# Source:
■ ■ ■ ■ ■ ■ ■

Le même article 7, § 1e (d'application obligatoire) va un peu plus
loin : il organise la politique étrangère de ces groupes linguistiques
dont la Charte affirme à longueur de pages la réalité malgré la
déclaration interprétative qui a accompagné la signature
de la France, en obligeant les états signataires à organiser "la
promotion" de leurs échanges avec les groupes pratiquant la même
forme de langue dans d'autres états.
On voit bien la finalité de tout cela. Sous couvert d'aider les
langues régionales (ce que d'ailleurs la République fait déjà depuis
longtemps), la Charte organise une Europe des Régions morcelée
(un politicien médiatique ne réclamait-il pas récemment
la constitution d'une Eurorégion basque transcendant les Etats !), tournant
le dos à la solidarité entre régions et favorisant la
circulation des capitaux de toute sorte qui échapperaient davantage
au contrôle des états-nations. Il est plus que probable
qu'à ce genre de mesures, selon l'expression consacrée, les marchés
réagiraient favorablement.

■ ■ ■ ■ ■ ■ ■

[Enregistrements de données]

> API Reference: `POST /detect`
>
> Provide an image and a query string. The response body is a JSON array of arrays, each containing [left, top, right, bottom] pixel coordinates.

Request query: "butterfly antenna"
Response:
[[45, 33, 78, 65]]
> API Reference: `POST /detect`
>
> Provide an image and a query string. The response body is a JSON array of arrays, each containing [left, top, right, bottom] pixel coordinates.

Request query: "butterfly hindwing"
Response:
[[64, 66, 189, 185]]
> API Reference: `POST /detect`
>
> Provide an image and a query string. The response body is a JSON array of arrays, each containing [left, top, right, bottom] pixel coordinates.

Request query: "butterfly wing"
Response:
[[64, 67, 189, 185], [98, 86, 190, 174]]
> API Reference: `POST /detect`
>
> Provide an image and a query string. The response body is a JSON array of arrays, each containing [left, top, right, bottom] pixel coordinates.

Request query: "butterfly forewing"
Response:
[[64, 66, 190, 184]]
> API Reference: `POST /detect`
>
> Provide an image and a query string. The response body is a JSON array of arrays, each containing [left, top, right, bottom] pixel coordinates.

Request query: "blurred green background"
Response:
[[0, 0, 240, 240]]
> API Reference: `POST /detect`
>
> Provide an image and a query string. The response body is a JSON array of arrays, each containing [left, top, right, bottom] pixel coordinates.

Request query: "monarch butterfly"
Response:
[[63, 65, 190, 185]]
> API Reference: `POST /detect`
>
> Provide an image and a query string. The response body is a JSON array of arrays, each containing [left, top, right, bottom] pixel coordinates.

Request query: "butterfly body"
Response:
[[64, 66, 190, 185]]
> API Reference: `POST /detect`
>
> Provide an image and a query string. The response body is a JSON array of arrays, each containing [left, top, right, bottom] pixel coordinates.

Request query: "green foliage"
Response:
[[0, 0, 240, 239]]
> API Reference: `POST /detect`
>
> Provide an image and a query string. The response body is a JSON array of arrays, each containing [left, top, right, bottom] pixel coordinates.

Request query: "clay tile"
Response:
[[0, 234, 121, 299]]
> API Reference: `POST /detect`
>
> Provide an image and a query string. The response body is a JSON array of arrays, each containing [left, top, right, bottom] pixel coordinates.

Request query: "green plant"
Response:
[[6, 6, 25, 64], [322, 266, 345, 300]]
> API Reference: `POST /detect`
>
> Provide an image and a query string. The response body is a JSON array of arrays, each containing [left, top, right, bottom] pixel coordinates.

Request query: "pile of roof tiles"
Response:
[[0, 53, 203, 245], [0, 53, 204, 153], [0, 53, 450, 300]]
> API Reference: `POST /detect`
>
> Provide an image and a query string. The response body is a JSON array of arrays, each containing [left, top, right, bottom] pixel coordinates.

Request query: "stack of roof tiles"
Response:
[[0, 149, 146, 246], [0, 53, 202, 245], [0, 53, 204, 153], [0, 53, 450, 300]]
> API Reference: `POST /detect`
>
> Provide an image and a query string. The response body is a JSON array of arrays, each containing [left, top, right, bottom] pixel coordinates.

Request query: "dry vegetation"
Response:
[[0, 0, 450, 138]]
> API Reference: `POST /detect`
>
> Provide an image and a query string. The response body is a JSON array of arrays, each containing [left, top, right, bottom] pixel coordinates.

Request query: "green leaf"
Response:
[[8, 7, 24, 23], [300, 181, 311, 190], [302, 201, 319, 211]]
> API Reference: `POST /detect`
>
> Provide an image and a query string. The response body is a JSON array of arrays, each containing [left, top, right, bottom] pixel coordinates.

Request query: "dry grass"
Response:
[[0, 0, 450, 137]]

■ ■ ■ ■ ■ ■ ■

# Consigne:
Répondez, s'il vous plaît, à ces questions sur l'extrait consacré à la Charte.
(a) Quel article, avec son paragraphe, oblige les États signataires à organiser la promotion de leurs échanges ?
(b) Qu'un politicien médiatique réclamait-il récemment ?
(c) Comment les marchés réagiraient-ils à ce genre de mesures ?

# Réponse rédigée:
(a) L'article 7, § 1e.
(b) La constitution d'une Eurorégion basque transcendant les Etats.
(c) Favorablement.